= RECORDS SUPPLIED =

.....

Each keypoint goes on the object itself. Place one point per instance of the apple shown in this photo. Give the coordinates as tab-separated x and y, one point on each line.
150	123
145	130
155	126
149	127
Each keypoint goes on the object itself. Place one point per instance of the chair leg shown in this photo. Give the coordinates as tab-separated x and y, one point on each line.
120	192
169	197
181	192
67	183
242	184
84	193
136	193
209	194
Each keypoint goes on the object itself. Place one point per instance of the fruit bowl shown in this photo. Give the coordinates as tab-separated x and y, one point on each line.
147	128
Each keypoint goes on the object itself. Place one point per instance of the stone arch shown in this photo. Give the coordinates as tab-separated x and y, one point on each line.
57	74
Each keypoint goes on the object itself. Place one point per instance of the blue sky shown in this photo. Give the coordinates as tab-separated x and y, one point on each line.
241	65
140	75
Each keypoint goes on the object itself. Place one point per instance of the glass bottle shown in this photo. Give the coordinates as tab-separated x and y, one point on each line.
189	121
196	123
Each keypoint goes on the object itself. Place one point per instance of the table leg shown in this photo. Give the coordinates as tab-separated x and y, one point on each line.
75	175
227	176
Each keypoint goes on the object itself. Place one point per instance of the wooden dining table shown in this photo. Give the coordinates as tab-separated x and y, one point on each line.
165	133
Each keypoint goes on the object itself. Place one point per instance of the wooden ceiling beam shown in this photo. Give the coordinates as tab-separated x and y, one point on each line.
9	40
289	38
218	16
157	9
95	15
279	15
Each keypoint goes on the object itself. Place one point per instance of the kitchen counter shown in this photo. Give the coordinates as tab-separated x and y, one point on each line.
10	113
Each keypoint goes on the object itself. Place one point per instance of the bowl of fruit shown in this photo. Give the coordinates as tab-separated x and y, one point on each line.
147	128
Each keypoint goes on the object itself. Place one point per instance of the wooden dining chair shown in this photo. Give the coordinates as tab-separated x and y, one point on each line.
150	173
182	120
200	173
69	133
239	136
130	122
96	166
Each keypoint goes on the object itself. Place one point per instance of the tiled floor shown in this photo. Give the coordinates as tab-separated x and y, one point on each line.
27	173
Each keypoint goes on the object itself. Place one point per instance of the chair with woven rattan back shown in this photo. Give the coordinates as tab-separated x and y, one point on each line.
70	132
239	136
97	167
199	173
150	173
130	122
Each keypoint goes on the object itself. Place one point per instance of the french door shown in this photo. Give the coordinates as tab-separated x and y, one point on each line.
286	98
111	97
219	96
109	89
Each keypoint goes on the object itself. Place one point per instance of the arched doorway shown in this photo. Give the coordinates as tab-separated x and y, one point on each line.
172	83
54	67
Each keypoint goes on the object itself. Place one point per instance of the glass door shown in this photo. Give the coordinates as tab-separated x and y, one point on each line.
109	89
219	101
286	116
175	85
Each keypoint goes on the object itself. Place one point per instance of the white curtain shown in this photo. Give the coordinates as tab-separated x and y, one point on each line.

.....

= TASK REQUIREMENTS =
Using the listing above, reproduce each line without omission.

= SOLUTION FOR THIS PROBLEM =
Each keypoint goes on the object itself. Place one point per instance of the apple shown in this photo. Give the coordinates as tab-separated x and y, one point on each line.
150	123
145	130
155	126
149	127
Each keypoint goes on the object itself. Place one point per instance of the chair leg shown in this photo. Give the coordinates as tab-separated x and y, one point on each line.
120	192
169	197
181	192
67	183
242	184
84	193
136	193
209	194
Each keypoint goes on the object itself. Place one point per instance of the fruit bowl shown in this photo. Give the coordinates as tab-separated x and y, one point on each line.
147	128
Each keypoint goes on the object itself. Place one point per instance of the stone arch shown in this photo. Give the coordinates as tab-separated x and y, one point on each line.
57	74
Each keypoint goes on the object itself. Place one point per instance of the blue sky shown in this photo. Give the coordinates as tab-separated x and y, one point on each line.
241	65
140	75
Each keypoint goes on the object itself. Place one point per instance of the glass bottle shown in this photo. Give the coordinates as tab-separated x and y, one point on each line.
189	121
196	123
Each keypoint goes on the object itself. Place one point per instance of the table leg shown in this photo. Give the coordinates as tab-separated x and y, one point on each line.
75	175
227	176
Each keypoint goes on the object itself. Place one point per instance of the wooden dining table shown in this photo. Give the coordinates as tab-separated x and y, one point on each line.
165	133
Each keypoint goes on the object itself. Place one point per instance of the wooden ceiling beam shown in this photo. Give the coordinates as tab-separated x and y, one point on each line.
9	40
289	38
218	16
157	9
95	15
279	15
Each keypoint goes on the object itself. Place one point per instance of the kitchen counter shown in this photo. Give the coordinates as tab-separated x and y, one point on each line.
10	113
Each keypoint goes on the object itself. Place one point per instance of the bowl of fruit shown in this photo. Give the coordinates as tab-separated x and y, one point on each line.
147	128
Each keypoint goes on the object itself. Place one point per instance of the wooden dining chair shown in this photo. Give the coordinates as tab-separated x and y, one point on each line.
150	173
182	120
200	173
69	133
239	136
130	122
96	166
Each keypoint goes on the object itself. Place one point per instance of the tiled floor shown in this photo. Give the coordinates as tab-separated x and y, one point on each line.
27	173
Each keypoint goes on the object itself. Place one point per instance of the chair with woven rattan back shown in this photo. Give the coordinates as tab-separated x and y, one point on each line.
70	132
239	136
97	167
199	173
150	173
130	122
Each keypoint goes on the object itself. Place one point per instance of the french door shown in this photo. Give the coordinates as tab-separated x and y, one point on each line.
286	98
111	97
219	96
109	89
Each keypoint goes on the object itself. Place one point per instance of the arched doorway shown in this photo. Give the coordinates as tab-separated x and y, one point on each line.
172	83
54	67
Each keypoint goes on the object itself. Place one point per instance of the glass door shown in this photo. Give the coordinates as tab-separated x and y, one point on each line.
109	89
219	101
286	116
175	85
Each keypoint goes on the object itself. Place one point per instance of the white curtain shown in this photo. Give the coordinates as tab-separated x and y, one point on each line.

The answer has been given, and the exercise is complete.